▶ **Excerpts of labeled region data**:
◇ ◇ ◇

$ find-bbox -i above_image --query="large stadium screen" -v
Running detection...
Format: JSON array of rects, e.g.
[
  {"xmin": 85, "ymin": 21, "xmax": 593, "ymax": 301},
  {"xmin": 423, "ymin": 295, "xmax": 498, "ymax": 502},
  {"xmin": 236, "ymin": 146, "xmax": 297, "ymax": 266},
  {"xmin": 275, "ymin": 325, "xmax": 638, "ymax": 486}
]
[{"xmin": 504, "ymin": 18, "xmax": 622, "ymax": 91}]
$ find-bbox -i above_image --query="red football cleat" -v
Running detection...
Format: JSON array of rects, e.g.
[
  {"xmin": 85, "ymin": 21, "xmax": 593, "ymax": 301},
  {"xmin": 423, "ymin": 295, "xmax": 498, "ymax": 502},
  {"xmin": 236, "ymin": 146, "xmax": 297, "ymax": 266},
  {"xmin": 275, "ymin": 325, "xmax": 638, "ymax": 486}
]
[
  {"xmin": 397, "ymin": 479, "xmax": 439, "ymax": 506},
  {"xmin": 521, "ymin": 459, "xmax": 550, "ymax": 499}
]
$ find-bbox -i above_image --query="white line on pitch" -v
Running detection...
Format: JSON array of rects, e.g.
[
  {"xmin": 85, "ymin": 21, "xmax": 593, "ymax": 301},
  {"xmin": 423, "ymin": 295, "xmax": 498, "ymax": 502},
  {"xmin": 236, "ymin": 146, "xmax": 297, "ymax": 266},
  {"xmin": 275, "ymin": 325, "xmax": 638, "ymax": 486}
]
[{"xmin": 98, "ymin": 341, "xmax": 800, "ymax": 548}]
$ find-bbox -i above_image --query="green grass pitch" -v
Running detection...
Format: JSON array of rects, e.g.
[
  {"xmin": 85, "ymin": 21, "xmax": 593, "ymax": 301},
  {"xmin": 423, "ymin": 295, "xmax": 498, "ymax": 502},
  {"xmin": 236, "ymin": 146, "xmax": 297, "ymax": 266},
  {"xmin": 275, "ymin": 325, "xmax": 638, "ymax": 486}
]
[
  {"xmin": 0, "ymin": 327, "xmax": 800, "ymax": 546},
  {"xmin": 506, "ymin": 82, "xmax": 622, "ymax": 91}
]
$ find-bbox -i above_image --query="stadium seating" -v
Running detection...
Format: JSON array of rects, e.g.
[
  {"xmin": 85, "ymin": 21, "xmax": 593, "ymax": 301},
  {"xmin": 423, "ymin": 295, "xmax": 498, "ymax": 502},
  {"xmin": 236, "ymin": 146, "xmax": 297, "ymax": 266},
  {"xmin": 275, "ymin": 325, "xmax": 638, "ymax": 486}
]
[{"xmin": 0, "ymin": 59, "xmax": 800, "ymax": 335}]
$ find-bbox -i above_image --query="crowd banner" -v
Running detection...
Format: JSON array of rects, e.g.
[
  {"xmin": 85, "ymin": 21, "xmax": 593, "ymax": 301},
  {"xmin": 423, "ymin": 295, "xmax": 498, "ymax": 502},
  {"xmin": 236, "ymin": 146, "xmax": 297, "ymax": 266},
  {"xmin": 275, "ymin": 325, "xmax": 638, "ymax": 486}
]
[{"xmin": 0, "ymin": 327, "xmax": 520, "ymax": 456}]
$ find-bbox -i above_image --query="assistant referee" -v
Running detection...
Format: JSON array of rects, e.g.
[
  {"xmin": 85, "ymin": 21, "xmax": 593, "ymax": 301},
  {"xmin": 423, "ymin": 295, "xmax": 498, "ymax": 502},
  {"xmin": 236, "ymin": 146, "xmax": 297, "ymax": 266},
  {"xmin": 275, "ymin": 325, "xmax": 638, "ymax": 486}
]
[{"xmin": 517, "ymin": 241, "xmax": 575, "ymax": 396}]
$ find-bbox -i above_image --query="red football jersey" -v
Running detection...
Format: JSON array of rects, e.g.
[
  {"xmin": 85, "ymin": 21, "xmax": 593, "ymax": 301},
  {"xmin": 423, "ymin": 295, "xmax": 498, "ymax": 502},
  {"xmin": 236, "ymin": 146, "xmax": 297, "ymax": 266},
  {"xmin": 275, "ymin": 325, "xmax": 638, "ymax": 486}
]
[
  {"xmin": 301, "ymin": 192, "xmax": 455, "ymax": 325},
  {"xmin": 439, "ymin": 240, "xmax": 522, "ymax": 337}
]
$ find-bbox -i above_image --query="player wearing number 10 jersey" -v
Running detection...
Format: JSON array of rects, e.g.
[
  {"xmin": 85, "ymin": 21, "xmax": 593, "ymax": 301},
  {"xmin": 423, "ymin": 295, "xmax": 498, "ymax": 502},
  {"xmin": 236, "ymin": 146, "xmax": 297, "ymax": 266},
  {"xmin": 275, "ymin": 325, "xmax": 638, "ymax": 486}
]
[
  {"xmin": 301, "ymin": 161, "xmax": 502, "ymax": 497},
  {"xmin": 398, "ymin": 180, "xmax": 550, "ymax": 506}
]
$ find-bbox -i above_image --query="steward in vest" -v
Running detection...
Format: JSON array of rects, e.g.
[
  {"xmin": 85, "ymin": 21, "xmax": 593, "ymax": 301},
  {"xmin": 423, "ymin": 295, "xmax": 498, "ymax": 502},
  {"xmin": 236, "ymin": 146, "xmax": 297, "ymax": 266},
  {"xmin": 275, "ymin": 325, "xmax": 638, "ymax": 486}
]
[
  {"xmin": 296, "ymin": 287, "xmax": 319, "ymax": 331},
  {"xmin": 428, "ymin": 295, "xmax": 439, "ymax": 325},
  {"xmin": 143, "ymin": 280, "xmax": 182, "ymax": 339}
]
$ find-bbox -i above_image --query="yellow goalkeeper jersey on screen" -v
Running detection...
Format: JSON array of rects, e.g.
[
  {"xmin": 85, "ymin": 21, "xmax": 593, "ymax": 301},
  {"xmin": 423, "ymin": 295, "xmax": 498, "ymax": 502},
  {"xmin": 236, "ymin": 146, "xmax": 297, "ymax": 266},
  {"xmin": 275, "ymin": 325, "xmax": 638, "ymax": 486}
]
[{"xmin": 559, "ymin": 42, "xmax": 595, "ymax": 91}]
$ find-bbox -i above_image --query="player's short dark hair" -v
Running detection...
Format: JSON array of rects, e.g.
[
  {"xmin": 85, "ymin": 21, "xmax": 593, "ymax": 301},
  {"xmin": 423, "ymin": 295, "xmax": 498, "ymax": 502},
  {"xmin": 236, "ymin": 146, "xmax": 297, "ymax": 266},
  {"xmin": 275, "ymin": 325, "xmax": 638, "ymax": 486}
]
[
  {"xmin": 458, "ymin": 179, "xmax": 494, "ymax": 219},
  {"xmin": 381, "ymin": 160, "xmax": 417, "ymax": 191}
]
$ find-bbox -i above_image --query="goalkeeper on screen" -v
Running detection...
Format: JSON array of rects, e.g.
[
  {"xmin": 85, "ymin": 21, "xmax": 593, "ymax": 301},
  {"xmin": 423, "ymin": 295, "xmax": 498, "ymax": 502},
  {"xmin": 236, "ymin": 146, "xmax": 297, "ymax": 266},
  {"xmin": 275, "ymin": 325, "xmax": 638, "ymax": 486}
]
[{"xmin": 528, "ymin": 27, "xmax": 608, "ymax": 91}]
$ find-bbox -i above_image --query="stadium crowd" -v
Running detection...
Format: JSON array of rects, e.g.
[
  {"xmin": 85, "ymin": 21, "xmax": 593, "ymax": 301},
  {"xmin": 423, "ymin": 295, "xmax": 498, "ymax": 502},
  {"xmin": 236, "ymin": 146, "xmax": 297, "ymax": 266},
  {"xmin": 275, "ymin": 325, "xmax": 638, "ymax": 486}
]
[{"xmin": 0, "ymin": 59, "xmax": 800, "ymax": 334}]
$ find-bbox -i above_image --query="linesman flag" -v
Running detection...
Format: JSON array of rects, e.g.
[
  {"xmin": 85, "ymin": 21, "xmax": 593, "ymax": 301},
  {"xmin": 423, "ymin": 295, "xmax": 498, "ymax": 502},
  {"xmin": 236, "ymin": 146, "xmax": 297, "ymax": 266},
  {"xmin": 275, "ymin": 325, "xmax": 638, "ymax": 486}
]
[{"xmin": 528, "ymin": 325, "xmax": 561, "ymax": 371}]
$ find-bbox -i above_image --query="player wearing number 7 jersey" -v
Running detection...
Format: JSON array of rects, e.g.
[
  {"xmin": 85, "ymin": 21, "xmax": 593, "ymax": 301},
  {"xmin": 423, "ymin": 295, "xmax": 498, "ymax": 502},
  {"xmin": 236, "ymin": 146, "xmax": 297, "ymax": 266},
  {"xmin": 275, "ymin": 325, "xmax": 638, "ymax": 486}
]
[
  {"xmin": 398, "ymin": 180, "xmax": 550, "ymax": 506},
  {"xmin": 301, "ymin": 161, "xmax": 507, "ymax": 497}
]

◇ ◇ ◇

▶ **WHAT NEEDS TO BE DONE**:
Write out once more the lines above beginning at the line with "wearing number 7"; continue through the final line and stop there.

▶ **SOLVED EXERCISE**:
$ find-bbox -i above_image --query="player wearing number 7 jersey" -v
Running detection...
Format: JSON array of rects, e.g.
[
  {"xmin": 85, "ymin": 21, "xmax": 593, "ymax": 301},
  {"xmin": 423, "ymin": 295, "xmax": 498, "ymax": 502},
  {"xmin": 236, "ymin": 146, "xmax": 297, "ymax": 266},
  {"xmin": 275, "ymin": 325, "xmax": 638, "ymax": 486}
]
[
  {"xmin": 398, "ymin": 180, "xmax": 550, "ymax": 506},
  {"xmin": 301, "ymin": 161, "xmax": 507, "ymax": 497}
]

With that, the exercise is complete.